* START RECORDS SUPPLIED *

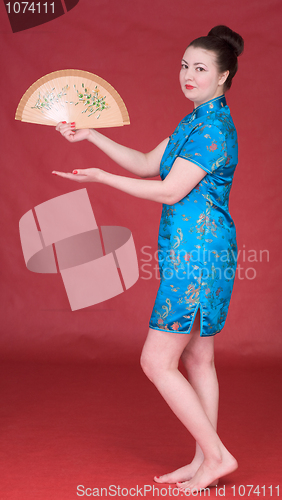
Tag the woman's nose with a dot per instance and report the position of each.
(188, 74)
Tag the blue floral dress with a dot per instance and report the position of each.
(197, 238)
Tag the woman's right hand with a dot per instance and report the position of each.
(68, 131)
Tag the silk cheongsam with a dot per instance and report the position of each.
(197, 238)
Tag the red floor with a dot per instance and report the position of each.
(94, 426)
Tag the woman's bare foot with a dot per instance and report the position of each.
(209, 471)
(183, 474)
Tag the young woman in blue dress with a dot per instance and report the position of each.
(207, 68)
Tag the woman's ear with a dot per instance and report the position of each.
(223, 77)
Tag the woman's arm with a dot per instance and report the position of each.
(141, 164)
(182, 178)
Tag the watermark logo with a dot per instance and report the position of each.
(26, 15)
(62, 236)
(183, 265)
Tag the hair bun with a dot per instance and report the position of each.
(233, 38)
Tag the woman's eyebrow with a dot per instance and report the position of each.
(195, 64)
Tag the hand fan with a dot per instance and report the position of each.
(73, 96)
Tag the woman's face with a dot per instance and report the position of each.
(199, 77)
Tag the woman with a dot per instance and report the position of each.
(197, 245)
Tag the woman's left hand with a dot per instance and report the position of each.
(84, 175)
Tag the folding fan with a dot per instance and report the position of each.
(73, 96)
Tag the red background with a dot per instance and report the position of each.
(137, 47)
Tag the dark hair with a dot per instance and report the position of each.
(227, 45)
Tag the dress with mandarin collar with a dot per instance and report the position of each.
(197, 250)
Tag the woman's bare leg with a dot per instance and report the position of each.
(198, 359)
(160, 357)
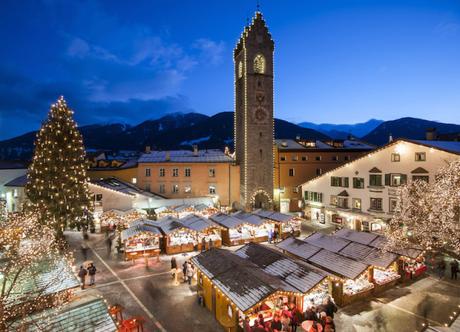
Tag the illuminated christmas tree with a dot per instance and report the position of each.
(57, 183)
(427, 215)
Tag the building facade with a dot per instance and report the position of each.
(253, 123)
(362, 194)
(187, 174)
(297, 161)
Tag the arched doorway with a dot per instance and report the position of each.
(261, 200)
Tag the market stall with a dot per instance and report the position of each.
(232, 286)
(207, 232)
(141, 239)
(177, 238)
(285, 224)
(237, 231)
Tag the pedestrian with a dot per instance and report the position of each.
(330, 307)
(92, 274)
(184, 271)
(84, 250)
(203, 244)
(453, 269)
(109, 245)
(173, 266)
(441, 268)
(82, 275)
(189, 272)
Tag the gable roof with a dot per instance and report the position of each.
(290, 270)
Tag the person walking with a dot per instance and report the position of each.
(92, 274)
(82, 275)
(453, 269)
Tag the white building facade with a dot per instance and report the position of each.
(361, 194)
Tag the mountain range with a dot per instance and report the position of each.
(181, 131)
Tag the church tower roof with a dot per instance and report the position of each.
(257, 27)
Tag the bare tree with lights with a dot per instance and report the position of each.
(57, 183)
(32, 270)
(428, 214)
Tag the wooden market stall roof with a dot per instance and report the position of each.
(139, 227)
(243, 282)
(292, 271)
(249, 218)
(275, 216)
(298, 248)
(88, 313)
(198, 223)
(338, 264)
(327, 242)
(360, 237)
(229, 221)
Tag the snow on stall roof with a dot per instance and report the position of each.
(298, 248)
(328, 242)
(239, 279)
(351, 235)
(227, 221)
(338, 264)
(292, 271)
(186, 156)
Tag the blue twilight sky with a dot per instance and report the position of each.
(338, 61)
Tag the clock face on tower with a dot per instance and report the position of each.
(260, 114)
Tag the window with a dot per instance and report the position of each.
(376, 204)
(375, 180)
(425, 178)
(395, 157)
(188, 172)
(356, 204)
(358, 183)
(420, 156)
(175, 172)
(337, 181)
(259, 64)
(395, 180)
(212, 189)
(393, 203)
(212, 172)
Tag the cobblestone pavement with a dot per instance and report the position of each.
(151, 292)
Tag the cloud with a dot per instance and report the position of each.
(210, 51)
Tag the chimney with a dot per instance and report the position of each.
(431, 134)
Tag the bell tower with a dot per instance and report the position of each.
(253, 118)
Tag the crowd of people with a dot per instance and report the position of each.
(313, 319)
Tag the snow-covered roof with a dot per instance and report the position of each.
(186, 156)
(328, 242)
(290, 270)
(338, 264)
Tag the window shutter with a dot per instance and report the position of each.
(387, 179)
(403, 178)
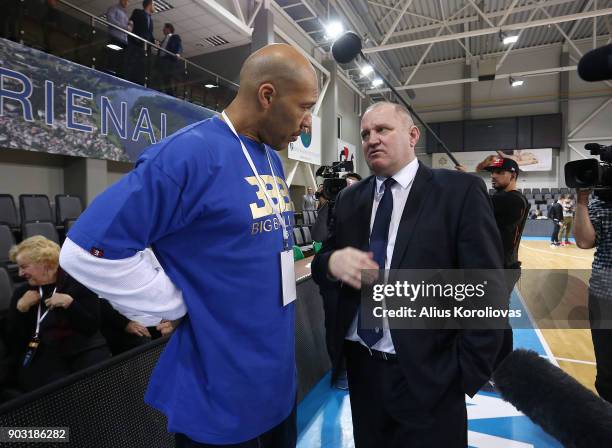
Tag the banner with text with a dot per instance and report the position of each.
(49, 104)
(527, 159)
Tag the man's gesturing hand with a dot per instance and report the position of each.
(346, 265)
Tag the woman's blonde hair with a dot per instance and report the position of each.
(37, 249)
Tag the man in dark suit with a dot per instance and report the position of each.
(142, 26)
(408, 386)
(167, 62)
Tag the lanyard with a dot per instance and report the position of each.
(262, 184)
(40, 318)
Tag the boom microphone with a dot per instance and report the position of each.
(596, 65)
(346, 48)
(554, 400)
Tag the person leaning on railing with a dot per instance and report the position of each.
(53, 322)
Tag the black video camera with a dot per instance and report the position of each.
(592, 173)
(333, 183)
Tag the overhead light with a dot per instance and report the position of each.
(333, 29)
(516, 82)
(510, 39)
(366, 70)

* END RECORDS SUPPLIED *

**WRITTEN INSTRUCTION**
Copy the records word for word, leaving no picture in the copy.

**ANSWER TO THE PROBLEM**
Tag the woman's nose with a dot per instance and report the position of each.
(188, 74)
Tag the blue floral dress with a dot per instance and report the position of each.
(197, 238)
Tag the woman's right hand with a dot per instance and report the position of each.
(68, 131)
Tag the silk cheongsam with a dot per instance and report the position of each.
(197, 238)
Tag the red floor with a dot per instance and report the position of each.
(94, 426)
Tag the woman's bare foot with a dot per instance and report the position of each.
(209, 471)
(183, 474)
Tag the young woman in blue dress with a dot per instance and report the position of each.
(207, 68)
Tag the woman's ear with a dot per instance and report the position of each.
(223, 77)
Tag the woman's arm with a dot per instance and report the position of each.
(141, 164)
(182, 178)
Tag the watermark logo with a dot per instance and report the position of each.
(26, 15)
(62, 236)
(183, 265)
Tag the hair bun with a dot per instance and report the position of each.
(233, 38)
Tag the woman's eyebrow with a dot per instance and report the position of each.
(195, 64)
Tag the hand fan with a dot per instance and report the position of each.
(73, 96)
Tag the woman's face with a dot per instance and report the position of each.
(199, 77)
Tag the woman with a dot per instance and report the position of each.
(197, 245)
Tag the woman's left hand with a dot per instance and report the position of each.
(84, 175)
Tag the folding fan with a dot per instance and report the position of each.
(73, 96)
Tag the red background with a dot per instance and report the position of each.
(137, 47)
Tag the dark hair with a dot per instance and report the position of each.
(227, 45)
Tag the dress with mandarin collar with a dot per instance and report the position of each.
(197, 250)
Tag the woman's bare leg with a dot per instance and report the position of each.
(198, 359)
(160, 357)
Tag the illuminated christmas tree with a dot per instance and report the position of each.
(57, 183)
(427, 215)
Tag the building facade with a dot per instance and report the position of each.
(253, 123)
(362, 194)
(187, 174)
(297, 161)
Tag the arched doorway with a dot per instance and report the position of each.
(261, 200)
Tag the market stall with a dot per instance and report the position of each.
(232, 286)
(207, 232)
(141, 239)
(177, 238)
(285, 224)
(237, 231)
Tag the pedestrian with a dot per instance and report the position of each.
(330, 307)
(92, 274)
(184, 271)
(84, 250)
(203, 244)
(453, 269)
(109, 245)
(173, 266)
(441, 268)
(82, 275)
(189, 272)
Tag the gable roof with a dot per instance and report the position of each.
(290, 270)
Tag the person walking with a dot per instance and report the position of each.
(92, 274)
(82, 275)
(453, 269)
Tag the white building facade with a dot per instance and report the position of each.
(361, 194)
Tag the mountain range with a dot per instance and report the position of each.
(181, 131)
Tag the church tower roof with a dot per instance and report the position of each.
(257, 27)
Tag the bare tree with lights with a dot per instance and report the position of each.
(57, 183)
(32, 270)
(428, 214)
Tag the wooden market stall roof with a dot per instance and report the position of each.
(139, 227)
(243, 282)
(292, 271)
(249, 218)
(275, 216)
(298, 248)
(88, 313)
(198, 223)
(338, 264)
(327, 242)
(360, 237)
(229, 221)
Tag the snow on stall roof with a dot per instance and report the position of each.
(298, 248)
(328, 242)
(239, 279)
(351, 235)
(227, 221)
(338, 264)
(292, 271)
(186, 156)
Tag the blue twilight sky with a dot per instance and report the position of each.
(338, 61)
Tag the clock face on tower with a dot per instance and report the position of each.
(260, 114)
Tag the window with a dot per instance and report the position of each.
(376, 204)
(375, 180)
(425, 178)
(395, 157)
(188, 172)
(356, 204)
(358, 183)
(420, 156)
(175, 172)
(337, 181)
(259, 64)
(395, 180)
(212, 189)
(393, 203)
(212, 172)
Tag the cobblestone pavement with a dot per instance and report the position of each.
(151, 292)
Tag the cloud with a dot per instance and report the position of each.
(210, 51)
Tag the chimney with a dot per instance and report the position of each.
(431, 134)
Tag the bell tower with a dot per instance and report the position of each.
(253, 118)
Tag the crowd of people with a dot per instance and report the position of each.
(313, 319)
Tag the snow-covered roof with a dot per instance and report the position of each.
(186, 156)
(328, 242)
(290, 270)
(338, 264)
Tag the window shutter with a dot per instance and report the position of each.
(387, 179)
(403, 178)
Tag the banner with text with a dot per instance and report the position of each.
(49, 104)
(527, 159)
Tag the man's gesturing hand with a dot per instance and report the position of each.
(346, 265)
Tag the woman's blonde hair with a dot per instance and report the position of each.
(37, 249)
Tag the man in dark suit with a dot per instance and report the position of each.
(142, 26)
(408, 386)
(167, 62)
Tag the lanyard with a dot per instance and report the position of each.
(262, 184)
(40, 318)
Tag the boom microphone with a dot per instance and report the position of each.
(596, 65)
(346, 48)
(554, 400)
Tag the person leaning on railing with a dot per instance and report the position of each.
(53, 322)
Tag the black video camera with a dot per instance and report the position of each.
(592, 173)
(333, 183)
Tag the overhead light with a dot per instance and report the position of each.
(333, 29)
(516, 82)
(510, 39)
(366, 70)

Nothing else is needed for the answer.